Required work —
In the material below, find the line with "Target: front bumper" and the line with "Where can the parked", then output those two lines and every line between them, exactly.

Task input —
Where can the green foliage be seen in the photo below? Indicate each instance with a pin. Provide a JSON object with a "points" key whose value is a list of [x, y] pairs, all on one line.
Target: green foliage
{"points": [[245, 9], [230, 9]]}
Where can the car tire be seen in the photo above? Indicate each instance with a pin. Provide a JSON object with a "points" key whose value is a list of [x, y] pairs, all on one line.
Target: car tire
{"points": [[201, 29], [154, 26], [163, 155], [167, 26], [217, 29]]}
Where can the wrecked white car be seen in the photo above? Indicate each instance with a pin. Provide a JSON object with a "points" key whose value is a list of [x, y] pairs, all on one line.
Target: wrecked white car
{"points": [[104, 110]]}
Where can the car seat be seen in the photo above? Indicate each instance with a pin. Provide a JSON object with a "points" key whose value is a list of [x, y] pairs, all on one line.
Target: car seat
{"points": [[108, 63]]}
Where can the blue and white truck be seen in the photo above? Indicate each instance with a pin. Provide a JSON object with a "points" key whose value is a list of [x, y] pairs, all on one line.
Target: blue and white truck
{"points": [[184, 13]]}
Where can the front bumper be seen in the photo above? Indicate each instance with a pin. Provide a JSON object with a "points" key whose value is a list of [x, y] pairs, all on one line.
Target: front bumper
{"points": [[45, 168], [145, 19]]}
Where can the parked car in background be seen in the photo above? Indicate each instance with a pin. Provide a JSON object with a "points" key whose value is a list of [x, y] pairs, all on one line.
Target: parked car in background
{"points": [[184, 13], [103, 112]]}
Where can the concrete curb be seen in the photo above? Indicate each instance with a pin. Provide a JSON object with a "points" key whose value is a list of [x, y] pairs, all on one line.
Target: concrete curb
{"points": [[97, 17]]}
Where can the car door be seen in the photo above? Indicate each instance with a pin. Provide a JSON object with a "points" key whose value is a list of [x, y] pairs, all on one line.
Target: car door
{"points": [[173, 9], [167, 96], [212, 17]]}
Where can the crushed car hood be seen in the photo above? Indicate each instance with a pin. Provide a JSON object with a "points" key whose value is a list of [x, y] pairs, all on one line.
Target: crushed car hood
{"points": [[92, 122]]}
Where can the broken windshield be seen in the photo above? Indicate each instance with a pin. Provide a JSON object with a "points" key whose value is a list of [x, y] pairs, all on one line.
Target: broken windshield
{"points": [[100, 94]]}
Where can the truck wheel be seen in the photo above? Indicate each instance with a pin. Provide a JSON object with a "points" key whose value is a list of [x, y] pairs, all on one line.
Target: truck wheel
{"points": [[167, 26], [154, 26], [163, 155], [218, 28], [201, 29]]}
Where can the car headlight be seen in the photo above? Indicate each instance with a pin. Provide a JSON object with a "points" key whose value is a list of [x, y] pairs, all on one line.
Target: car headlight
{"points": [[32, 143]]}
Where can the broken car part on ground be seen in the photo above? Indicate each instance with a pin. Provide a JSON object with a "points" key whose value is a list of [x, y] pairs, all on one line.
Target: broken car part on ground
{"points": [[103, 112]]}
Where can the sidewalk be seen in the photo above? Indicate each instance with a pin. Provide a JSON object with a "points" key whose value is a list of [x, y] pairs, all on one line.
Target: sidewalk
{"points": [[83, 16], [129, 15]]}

Problem solution —
Target: front bumper
{"points": [[45, 168], [145, 19]]}
Where can the parked car in background be seen in the photo above? Indicate each instance with a pin. Provide a JSON object with a "points" key whose value is a list of [x, y] pairs, all on one line.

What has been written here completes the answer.